▶ [WRITTEN INSTRUCTION]
Please output exactly the run of lines that starts at the line with "Labeling batch C. For the image above, tag the long" and ends at the last line of the records below.

________

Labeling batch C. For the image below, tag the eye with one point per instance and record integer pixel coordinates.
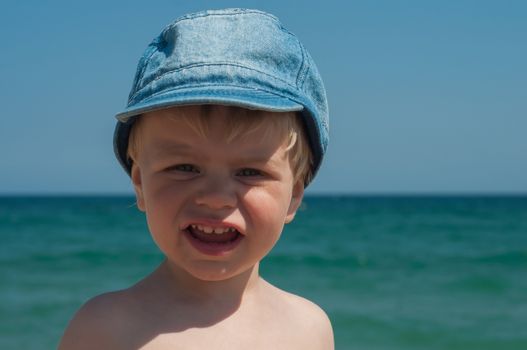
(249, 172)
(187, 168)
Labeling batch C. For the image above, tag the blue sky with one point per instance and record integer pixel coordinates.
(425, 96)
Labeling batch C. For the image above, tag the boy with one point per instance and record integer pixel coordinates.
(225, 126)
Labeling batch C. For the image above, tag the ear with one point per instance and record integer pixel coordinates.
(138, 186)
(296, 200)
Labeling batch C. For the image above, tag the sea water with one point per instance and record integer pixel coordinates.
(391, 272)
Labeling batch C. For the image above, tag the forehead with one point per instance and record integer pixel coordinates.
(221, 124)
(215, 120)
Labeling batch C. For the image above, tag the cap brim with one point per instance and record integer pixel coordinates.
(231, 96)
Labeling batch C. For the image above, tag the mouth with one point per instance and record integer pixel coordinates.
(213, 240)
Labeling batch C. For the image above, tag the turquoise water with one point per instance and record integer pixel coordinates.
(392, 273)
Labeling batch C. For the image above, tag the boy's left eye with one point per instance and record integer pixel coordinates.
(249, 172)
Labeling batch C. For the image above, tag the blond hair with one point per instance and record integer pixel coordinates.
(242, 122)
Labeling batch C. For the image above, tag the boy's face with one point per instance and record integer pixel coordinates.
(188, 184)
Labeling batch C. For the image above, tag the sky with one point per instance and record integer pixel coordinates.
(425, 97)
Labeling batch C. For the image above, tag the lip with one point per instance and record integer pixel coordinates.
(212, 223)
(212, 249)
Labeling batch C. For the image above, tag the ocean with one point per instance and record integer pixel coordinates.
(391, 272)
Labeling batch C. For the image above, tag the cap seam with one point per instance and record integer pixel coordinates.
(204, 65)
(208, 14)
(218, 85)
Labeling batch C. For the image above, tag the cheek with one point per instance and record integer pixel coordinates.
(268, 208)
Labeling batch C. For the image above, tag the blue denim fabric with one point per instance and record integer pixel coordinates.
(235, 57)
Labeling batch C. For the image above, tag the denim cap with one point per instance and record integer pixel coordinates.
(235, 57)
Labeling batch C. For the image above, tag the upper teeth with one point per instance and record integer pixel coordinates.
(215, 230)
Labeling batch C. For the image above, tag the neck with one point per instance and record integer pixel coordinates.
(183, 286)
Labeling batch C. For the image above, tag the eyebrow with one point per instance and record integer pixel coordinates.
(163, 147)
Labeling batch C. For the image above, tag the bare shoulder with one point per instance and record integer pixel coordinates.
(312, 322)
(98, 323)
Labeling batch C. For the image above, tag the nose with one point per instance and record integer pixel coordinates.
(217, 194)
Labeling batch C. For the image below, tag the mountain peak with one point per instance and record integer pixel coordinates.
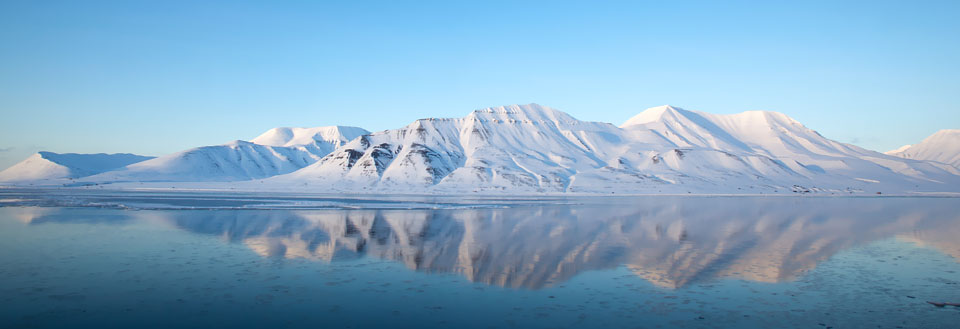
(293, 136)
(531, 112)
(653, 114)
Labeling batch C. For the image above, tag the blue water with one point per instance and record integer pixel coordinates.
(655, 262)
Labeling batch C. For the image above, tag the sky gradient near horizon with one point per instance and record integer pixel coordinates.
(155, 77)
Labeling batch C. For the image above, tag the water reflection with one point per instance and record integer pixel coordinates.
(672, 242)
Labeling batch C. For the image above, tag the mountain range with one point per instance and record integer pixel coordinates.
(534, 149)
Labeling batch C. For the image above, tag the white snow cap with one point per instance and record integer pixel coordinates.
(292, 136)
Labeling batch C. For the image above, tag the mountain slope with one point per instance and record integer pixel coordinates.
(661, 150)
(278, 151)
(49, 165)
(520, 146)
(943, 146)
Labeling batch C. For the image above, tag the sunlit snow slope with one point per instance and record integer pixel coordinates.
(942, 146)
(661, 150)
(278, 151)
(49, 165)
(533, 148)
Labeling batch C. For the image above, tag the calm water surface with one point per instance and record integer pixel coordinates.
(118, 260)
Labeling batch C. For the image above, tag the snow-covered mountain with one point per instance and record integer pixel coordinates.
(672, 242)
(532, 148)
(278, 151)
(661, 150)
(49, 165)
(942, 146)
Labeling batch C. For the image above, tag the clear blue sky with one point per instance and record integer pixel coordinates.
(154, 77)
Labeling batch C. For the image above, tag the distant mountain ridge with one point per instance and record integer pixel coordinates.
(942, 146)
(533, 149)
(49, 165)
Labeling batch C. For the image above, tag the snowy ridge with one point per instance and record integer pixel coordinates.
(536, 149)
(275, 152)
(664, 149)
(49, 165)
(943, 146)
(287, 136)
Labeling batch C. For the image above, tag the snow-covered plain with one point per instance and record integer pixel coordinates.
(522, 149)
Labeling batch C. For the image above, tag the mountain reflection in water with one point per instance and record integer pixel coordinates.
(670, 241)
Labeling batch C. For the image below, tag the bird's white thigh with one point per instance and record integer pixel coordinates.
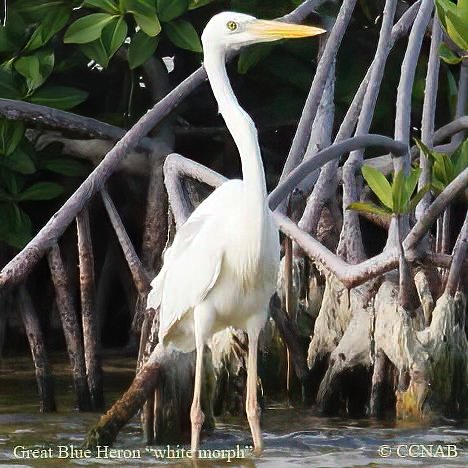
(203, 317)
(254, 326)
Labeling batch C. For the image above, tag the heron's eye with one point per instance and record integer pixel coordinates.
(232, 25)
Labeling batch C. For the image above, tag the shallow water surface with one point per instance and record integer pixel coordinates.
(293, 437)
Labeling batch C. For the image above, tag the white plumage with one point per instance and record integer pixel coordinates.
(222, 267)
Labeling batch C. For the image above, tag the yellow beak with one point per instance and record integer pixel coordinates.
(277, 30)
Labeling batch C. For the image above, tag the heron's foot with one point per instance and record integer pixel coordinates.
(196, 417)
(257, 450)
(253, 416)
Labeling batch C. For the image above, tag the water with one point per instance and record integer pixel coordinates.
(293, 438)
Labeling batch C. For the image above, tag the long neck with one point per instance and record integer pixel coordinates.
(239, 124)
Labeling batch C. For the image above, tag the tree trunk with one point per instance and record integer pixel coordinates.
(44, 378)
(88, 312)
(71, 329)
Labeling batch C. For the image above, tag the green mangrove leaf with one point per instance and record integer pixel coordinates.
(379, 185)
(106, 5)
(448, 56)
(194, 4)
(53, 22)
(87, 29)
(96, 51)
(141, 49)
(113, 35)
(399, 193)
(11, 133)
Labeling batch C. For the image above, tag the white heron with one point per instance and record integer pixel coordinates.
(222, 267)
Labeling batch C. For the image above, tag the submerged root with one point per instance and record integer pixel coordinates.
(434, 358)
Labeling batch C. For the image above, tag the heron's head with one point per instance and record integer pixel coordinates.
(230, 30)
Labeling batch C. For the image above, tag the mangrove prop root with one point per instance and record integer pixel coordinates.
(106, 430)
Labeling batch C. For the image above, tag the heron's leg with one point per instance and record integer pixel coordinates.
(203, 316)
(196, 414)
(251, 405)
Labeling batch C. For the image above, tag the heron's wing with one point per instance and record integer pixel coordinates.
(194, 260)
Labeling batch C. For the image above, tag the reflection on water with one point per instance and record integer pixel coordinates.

________

▶ [EXERCISE RESPONSE]
Labeling batch C. For the image above, tag the long neck with one point per instance and record integer pixel coordinates.
(239, 124)
Labeling batch C. For the image above, tag the tree trunk with one point per instance and record integer pixel coordinates.
(44, 378)
(88, 312)
(71, 329)
Labeling batch C. For the image above, tag the green mangrove leaf with one point per instance and record integer pixel coordinates.
(379, 185)
(106, 5)
(448, 56)
(194, 4)
(53, 22)
(87, 29)
(96, 51)
(141, 49)
(113, 35)
(399, 193)
(11, 133)
Labeling batch C. For the image above, tag the white heron with one point per instance and record integer pixel coordinates.
(222, 267)
Labeling batch C. For the image above, tag the submerged root with one point per instance and record integer pixel coordinates.
(434, 358)
Labeling batch C. For the image above, tag the heron's head with one point per instance and record integer pixel coordinates.
(230, 30)
Labeling batch C. For the image above, tag the mangrove prop root with one point per instance and record integer pixel coordinates.
(106, 430)
Labeling batch C. For the image above, tag the heron's leg with one point per instance and record integer pixel coordinates.
(203, 316)
(196, 414)
(251, 405)
Labeling batch C. For the image above, tag the heron's wing with one point per instance and record integer pixel coordinates.
(194, 260)
Labeling batch C. For the image above, tag the reflection on water with one point per instance and record integer pixel coordinates.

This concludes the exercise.